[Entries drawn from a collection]
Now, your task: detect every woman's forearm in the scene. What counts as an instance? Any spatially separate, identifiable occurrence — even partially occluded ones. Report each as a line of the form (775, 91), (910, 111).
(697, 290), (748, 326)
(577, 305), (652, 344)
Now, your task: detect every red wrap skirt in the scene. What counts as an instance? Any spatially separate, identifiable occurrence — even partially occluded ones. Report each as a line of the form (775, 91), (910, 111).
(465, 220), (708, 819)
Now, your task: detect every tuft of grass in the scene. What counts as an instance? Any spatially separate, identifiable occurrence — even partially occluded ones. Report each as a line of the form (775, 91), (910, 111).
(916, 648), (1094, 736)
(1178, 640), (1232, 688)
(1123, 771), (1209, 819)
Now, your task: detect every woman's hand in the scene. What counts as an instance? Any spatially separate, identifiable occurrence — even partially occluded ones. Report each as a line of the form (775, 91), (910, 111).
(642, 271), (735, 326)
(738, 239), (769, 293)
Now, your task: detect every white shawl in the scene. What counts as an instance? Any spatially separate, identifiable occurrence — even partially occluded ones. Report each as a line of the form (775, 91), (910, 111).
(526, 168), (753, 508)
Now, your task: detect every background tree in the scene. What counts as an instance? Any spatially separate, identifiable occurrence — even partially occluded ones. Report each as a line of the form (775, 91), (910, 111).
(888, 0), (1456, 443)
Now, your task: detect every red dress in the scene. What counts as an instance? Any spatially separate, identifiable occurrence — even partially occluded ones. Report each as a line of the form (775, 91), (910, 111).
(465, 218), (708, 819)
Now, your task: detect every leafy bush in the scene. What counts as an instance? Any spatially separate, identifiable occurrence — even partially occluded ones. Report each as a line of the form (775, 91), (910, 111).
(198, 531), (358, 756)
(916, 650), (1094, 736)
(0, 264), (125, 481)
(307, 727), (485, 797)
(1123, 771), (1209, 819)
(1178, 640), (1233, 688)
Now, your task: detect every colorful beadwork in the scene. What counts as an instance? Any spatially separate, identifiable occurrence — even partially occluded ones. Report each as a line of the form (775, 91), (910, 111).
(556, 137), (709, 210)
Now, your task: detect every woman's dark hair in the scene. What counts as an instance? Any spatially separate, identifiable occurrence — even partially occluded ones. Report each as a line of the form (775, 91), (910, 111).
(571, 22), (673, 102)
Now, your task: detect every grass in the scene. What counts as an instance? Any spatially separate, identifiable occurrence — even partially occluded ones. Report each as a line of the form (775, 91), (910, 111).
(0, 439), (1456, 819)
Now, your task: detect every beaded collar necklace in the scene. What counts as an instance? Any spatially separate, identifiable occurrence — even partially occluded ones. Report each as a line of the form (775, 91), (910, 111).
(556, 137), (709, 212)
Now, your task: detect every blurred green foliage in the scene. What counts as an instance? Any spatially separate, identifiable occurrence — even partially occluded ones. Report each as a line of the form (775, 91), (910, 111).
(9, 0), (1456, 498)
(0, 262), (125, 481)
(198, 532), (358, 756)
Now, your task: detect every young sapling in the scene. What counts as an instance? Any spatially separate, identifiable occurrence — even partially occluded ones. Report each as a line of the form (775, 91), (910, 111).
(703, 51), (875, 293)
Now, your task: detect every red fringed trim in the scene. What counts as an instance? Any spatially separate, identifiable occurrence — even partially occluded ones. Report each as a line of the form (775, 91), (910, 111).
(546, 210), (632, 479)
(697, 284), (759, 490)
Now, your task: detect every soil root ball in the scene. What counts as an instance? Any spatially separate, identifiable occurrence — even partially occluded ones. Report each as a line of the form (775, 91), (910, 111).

...

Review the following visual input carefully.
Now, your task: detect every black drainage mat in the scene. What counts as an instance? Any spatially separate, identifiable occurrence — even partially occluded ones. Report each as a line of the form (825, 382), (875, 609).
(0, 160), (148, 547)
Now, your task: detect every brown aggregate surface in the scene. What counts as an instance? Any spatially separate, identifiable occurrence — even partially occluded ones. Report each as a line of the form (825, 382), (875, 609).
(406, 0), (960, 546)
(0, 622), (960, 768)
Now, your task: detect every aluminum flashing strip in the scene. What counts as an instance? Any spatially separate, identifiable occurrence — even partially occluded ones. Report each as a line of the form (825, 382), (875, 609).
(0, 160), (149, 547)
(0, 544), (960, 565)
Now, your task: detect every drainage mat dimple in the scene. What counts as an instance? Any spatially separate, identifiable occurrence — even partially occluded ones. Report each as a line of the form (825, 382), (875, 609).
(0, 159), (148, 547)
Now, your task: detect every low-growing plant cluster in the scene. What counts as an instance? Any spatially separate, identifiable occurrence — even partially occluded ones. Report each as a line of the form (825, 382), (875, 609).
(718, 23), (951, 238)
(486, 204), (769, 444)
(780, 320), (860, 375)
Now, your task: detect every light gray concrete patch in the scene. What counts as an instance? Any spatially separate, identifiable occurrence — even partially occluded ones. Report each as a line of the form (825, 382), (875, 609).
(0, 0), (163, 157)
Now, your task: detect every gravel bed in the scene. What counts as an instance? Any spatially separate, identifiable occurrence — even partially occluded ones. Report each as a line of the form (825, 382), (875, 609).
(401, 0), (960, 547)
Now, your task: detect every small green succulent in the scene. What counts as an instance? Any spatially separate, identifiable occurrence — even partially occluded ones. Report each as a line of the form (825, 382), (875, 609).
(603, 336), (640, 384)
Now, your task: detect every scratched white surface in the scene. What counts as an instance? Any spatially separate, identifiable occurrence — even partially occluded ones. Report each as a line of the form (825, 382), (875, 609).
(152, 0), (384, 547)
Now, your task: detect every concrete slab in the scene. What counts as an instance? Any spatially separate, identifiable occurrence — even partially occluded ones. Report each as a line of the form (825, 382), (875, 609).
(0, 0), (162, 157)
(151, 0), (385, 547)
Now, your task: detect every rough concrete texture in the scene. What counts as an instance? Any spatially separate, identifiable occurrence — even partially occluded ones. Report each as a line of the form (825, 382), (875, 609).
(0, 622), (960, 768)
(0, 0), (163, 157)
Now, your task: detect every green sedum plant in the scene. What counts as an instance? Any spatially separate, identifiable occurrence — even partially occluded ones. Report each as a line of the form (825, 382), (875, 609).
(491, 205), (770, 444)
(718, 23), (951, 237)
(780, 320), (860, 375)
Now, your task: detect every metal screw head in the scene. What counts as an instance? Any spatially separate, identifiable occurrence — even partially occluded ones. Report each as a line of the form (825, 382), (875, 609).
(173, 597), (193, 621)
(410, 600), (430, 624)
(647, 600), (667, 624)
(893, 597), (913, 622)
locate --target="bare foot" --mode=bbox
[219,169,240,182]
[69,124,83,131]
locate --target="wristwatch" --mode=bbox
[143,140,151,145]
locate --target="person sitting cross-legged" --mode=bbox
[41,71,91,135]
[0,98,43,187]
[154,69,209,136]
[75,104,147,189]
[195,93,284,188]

▶ Task instructions
Copy out everything from the line containing "Now, your task: detect every red dress" down to the line containing "(465, 218), (708, 819)", inclusive, character for character.

▶ Final result
Now, your task: detect every red dress in the scene. What counts as an instance? Any spatially separate, identifiable occurrence — even partially occluded ones. Report each as a line of the form (775, 91), (910, 111).
(465, 218), (708, 819)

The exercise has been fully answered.